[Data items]
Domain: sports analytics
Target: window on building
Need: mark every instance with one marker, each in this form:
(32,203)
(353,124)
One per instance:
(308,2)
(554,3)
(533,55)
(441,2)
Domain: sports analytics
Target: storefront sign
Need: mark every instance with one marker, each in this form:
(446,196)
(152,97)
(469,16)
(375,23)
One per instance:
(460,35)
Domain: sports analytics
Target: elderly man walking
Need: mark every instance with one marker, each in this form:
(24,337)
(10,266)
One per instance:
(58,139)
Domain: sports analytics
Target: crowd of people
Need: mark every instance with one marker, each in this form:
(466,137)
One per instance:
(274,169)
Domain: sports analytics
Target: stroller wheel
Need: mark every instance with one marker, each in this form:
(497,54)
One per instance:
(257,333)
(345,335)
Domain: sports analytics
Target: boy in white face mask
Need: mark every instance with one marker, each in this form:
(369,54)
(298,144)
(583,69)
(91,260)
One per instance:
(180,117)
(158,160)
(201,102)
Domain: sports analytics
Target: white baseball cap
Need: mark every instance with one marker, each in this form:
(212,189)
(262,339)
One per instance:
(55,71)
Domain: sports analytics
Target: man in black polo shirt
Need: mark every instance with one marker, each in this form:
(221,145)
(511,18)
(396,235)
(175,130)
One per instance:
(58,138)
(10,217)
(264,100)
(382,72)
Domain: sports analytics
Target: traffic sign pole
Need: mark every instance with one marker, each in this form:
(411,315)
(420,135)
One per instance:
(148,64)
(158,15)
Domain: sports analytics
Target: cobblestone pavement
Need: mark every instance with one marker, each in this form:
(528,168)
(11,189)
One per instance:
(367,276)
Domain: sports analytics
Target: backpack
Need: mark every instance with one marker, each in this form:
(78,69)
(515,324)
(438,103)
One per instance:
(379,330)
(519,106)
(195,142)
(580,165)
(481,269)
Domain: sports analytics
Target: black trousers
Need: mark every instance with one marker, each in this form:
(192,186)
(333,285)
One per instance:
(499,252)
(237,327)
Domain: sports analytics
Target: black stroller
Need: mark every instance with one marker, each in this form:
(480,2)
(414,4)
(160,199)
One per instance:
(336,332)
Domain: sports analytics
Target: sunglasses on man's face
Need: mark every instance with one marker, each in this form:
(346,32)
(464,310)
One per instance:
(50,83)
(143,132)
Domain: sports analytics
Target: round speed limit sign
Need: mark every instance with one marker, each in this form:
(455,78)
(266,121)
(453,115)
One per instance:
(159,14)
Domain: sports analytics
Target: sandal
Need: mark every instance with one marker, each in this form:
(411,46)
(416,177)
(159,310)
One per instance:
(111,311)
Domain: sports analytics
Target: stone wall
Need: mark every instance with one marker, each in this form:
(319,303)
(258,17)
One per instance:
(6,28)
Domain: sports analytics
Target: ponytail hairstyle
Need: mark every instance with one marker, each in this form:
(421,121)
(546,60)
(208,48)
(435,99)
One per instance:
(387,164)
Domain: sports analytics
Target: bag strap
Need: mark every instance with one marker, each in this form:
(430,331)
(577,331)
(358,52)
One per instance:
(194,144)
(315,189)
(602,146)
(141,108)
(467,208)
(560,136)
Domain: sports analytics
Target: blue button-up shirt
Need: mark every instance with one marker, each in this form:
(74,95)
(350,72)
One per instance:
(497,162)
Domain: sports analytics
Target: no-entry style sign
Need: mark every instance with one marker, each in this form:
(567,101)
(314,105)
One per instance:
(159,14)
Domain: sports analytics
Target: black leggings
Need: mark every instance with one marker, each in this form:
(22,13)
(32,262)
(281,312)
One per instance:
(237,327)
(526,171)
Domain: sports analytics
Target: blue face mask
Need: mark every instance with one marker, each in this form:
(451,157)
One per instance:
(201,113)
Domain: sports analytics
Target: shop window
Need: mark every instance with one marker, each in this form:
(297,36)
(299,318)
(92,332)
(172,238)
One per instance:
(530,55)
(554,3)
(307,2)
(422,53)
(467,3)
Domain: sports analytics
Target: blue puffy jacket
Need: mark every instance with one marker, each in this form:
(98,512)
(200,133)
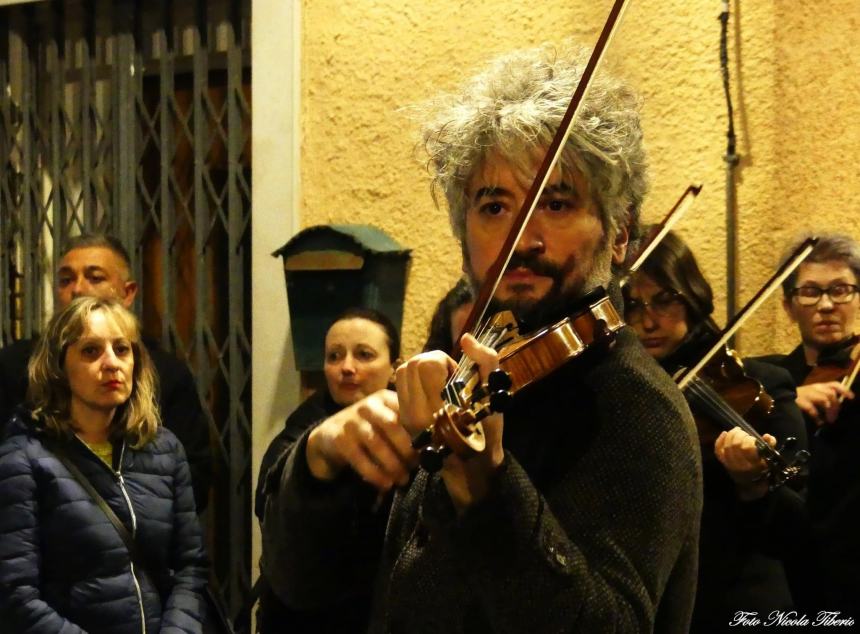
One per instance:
(63,566)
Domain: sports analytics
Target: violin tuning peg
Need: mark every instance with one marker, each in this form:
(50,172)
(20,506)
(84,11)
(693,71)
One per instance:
(423,439)
(500,400)
(601,331)
(499,380)
(788,443)
(478,394)
(432,458)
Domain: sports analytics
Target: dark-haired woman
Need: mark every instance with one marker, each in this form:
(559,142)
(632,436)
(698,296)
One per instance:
(446,324)
(325,435)
(669,304)
(93,421)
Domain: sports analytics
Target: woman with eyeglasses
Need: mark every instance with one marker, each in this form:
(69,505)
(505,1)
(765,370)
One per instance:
(669,304)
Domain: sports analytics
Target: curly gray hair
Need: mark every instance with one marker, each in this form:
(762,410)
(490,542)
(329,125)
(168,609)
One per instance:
(514,108)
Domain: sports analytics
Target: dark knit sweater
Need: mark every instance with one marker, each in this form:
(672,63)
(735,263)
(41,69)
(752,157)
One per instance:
(592,523)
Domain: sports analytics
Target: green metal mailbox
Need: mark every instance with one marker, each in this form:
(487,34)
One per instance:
(330,268)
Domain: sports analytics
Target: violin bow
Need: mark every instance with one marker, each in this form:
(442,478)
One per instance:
(758,299)
(681,207)
(553,153)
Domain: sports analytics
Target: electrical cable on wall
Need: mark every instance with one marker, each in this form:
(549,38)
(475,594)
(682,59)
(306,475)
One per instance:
(732,159)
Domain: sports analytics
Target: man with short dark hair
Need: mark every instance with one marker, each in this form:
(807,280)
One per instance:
(822,297)
(99,266)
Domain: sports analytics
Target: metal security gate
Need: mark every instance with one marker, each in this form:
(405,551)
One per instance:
(133,117)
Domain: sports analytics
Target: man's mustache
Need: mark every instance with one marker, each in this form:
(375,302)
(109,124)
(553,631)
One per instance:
(535,264)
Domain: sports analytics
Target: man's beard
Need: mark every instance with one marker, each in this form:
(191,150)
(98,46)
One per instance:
(558,302)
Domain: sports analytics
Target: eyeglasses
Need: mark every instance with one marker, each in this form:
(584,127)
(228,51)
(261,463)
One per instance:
(663,304)
(838,294)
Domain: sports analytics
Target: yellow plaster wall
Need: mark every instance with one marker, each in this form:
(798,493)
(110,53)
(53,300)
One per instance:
(795,69)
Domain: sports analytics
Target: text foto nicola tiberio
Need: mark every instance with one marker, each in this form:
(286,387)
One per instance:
(790,618)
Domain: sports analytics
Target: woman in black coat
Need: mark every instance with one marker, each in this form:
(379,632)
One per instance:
(669,304)
(362,347)
(64,567)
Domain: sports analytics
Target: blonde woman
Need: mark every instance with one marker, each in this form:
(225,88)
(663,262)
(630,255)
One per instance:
(88,446)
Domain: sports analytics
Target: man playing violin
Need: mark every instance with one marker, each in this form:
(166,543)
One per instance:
(582,514)
(822,298)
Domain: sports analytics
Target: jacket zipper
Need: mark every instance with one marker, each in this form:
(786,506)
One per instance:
(118,475)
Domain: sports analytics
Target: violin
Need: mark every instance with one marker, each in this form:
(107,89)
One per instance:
(843,365)
(722,393)
(723,396)
(714,382)
(523,359)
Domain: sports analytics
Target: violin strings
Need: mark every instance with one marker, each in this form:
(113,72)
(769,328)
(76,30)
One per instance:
(709,397)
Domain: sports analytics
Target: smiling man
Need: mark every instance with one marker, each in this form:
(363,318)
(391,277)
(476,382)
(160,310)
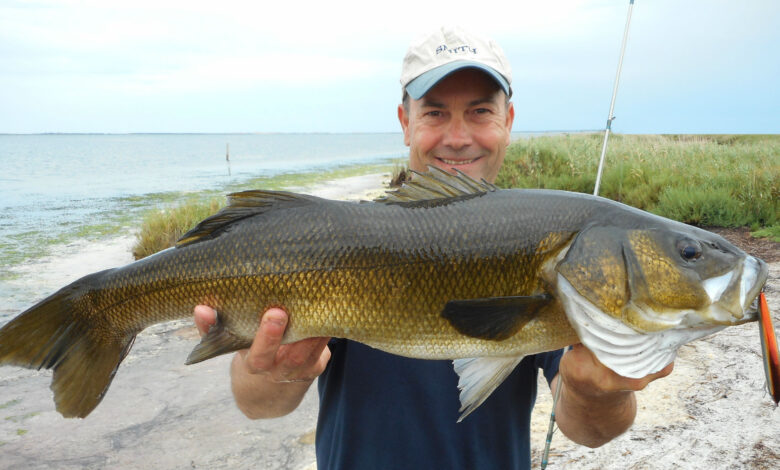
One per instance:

» **Goal of the exercise**: From the data above, show each line that contains "window".

» **Your solution**:
Target: window on building
Target: shop window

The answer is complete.